Substitute "occurrence" for "instance" everywhere it appears in the rows below, and write the rows out again with nothing else changed.

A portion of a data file
— START —
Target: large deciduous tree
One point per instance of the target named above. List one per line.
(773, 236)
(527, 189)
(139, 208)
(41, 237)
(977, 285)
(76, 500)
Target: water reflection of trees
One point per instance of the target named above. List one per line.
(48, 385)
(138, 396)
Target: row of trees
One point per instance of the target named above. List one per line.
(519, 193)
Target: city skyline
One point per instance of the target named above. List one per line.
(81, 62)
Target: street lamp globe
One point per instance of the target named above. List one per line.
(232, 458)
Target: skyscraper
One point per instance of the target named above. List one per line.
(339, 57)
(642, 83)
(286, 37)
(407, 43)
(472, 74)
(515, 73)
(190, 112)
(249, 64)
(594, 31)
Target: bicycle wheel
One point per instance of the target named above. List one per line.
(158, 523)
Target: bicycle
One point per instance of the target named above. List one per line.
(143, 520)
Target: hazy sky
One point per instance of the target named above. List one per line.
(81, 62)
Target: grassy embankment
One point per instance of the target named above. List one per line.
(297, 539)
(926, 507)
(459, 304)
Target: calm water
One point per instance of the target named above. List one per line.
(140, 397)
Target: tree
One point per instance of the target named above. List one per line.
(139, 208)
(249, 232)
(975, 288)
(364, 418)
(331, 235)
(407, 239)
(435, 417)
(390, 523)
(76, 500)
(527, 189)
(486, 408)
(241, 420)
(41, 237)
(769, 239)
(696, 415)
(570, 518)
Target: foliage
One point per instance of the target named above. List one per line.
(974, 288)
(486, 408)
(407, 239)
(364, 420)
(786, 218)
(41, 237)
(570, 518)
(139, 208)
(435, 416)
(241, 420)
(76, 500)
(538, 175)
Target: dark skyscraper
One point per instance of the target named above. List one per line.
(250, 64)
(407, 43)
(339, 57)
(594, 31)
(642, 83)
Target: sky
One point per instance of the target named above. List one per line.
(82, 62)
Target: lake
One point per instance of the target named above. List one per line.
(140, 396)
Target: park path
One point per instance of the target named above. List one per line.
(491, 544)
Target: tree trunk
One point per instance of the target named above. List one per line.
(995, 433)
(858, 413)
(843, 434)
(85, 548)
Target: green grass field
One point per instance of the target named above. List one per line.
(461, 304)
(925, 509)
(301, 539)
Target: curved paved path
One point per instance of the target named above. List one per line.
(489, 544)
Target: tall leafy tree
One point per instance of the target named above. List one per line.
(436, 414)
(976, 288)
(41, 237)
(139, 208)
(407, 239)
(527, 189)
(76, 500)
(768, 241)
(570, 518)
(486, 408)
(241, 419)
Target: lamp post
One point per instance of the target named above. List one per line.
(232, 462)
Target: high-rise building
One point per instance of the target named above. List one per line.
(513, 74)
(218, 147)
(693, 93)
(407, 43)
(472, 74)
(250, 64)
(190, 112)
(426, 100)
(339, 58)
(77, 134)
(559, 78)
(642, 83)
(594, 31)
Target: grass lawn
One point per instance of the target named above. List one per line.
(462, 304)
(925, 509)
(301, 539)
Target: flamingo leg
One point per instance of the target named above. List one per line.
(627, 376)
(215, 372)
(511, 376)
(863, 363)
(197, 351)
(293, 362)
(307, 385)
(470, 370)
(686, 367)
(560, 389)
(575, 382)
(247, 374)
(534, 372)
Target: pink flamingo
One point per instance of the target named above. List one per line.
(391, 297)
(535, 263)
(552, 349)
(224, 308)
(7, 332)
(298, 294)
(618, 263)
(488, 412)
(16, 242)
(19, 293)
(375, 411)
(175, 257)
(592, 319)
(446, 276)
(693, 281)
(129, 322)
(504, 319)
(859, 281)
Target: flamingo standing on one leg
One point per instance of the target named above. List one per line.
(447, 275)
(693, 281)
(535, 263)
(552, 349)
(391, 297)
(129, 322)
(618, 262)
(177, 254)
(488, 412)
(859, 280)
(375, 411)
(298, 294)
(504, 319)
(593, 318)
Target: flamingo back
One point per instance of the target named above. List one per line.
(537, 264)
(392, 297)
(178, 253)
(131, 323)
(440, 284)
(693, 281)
— END —
_Task response_
Target: large deciduous tree
One point per occurrence of the target named above. List one per line.
(773, 236)
(527, 189)
(139, 208)
(41, 237)
(977, 285)
(76, 500)
Target: water reflection of trees
One point per occurrence of the target named above. List one per line.
(48, 385)
(138, 396)
Target: row of trees
One point per occurrence of the target named above. List one per line.
(519, 193)
Target: city skyline
One point per occurrence of the target named above. List one per line.
(81, 62)
Target: street lamp globe
One point per occurrence of the target named above. List one per line.
(232, 458)
Target: skyscraper
One point per occurrence of the target named above. List one per line.
(339, 57)
(642, 83)
(286, 37)
(407, 43)
(472, 74)
(515, 73)
(190, 112)
(249, 64)
(594, 31)
Target: bicycle wheel
One point per occurrence of the target named above. List one per line.
(158, 523)
Target: bicycle
One point per occurrence of the target named above. List one per line.
(143, 520)
Target: hazy sky
One point per occurrence of the target named above. List one per line.
(81, 62)
Target: grassy embankment
One point per occurrence of the target named above. List one per line.
(297, 539)
(926, 507)
(459, 304)
Target: calm water
One point per occurrence of the target named above. List one per line.
(140, 397)
Target: tree
One point per occurrence of the target named above. List one per line.
(139, 208)
(249, 232)
(975, 288)
(364, 418)
(331, 235)
(407, 239)
(435, 417)
(390, 523)
(76, 500)
(527, 189)
(486, 408)
(241, 420)
(41, 237)
(769, 239)
(696, 415)
(570, 518)
Target: foliage
One point per occurrence of the target named above. List one per line.
(974, 288)
(486, 408)
(407, 239)
(364, 420)
(786, 218)
(41, 237)
(570, 518)
(139, 208)
(435, 416)
(241, 420)
(76, 500)
(538, 175)
Target: dark skyscraper
One point per occurrence of the target named above. List one per line.
(250, 64)
(407, 43)
(339, 57)
(594, 31)
(642, 83)
Target: sky
One point per occurrence of the target named above. List one per line.
(82, 62)
Target: lake
One point per occurrence of the target named above. List one per line.
(140, 396)
Target: park path
One point per occurrence of the target named above. List one per line.
(491, 544)
Target: tree trunk
One point per occurrence of the target named above. List one per line.
(995, 433)
(858, 413)
(843, 434)
(85, 548)
Target: green grass field
One point per occurrence of the target named above. List one per line.
(461, 304)
(925, 509)
(301, 539)
Target: curved paved path
One point per occurrence of the target named above. List one per line.
(489, 544)
Target: tall leafy tree
One point per occurrence of the target named above. List one per line.
(436, 414)
(976, 288)
(41, 237)
(139, 208)
(407, 239)
(527, 189)
(76, 500)
(768, 241)
(570, 518)
(486, 408)
(241, 419)
Target: lamp post
One point per occurrence of the target named above. List one per line.
(232, 462)
Target: high-rise building
One point per occurrence of the target named above. List one per line.
(513, 74)
(218, 147)
(693, 93)
(407, 43)
(472, 74)
(250, 64)
(190, 112)
(426, 100)
(339, 58)
(77, 134)
(559, 78)
(642, 83)
(594, 31)
Target: grass lawn
One point per occurrence of the target named above. List one per line.
(462, 304)
(925, 509)
(301, 539)
Target: flamingo leg
One point per occurrence of the target named above. List one per line.
(627, 376)
(215, 372)
(511, 376)
(863, 363)
(197, 351)
(293, 362)
(307, 385)
(470, 370)
(686, 367)
(560, 389)
(575, 382)
(247, 374)
(534, 372)
Target: pink flamingo
One point per occurrence of the target named above. List one per line.
(391, 297)
(535, 263)
(552, 349)
(224, 308)
(7, 332)
(298, 294)
(618, 263)
(488, 412)
(16, 242)
(19, 293)
(375, 411)
(175, 257)
(592, 319)
(446, 276)
(693, 281)
(129, 322)
(504, 319)
(859, 281)
Target: flamingo standing on one leg
One point per occurrence of the target named above. List one per line.
(447, 275)
(693, 281)
(535, 263)
(552, 349)
(391, 297)
(129, 322)
(618, 262)
(177, 254)
(488, 412)
(859, 280)
(375, 411)
(298, 294)
(504, 319)
(593, 318)
Target: flamingo back
One point per occurrence of the target named above. List one per line.
(537, 264)
(392, 297)
(178, 253)
(131, 323)
(440, 284)
(693, 281)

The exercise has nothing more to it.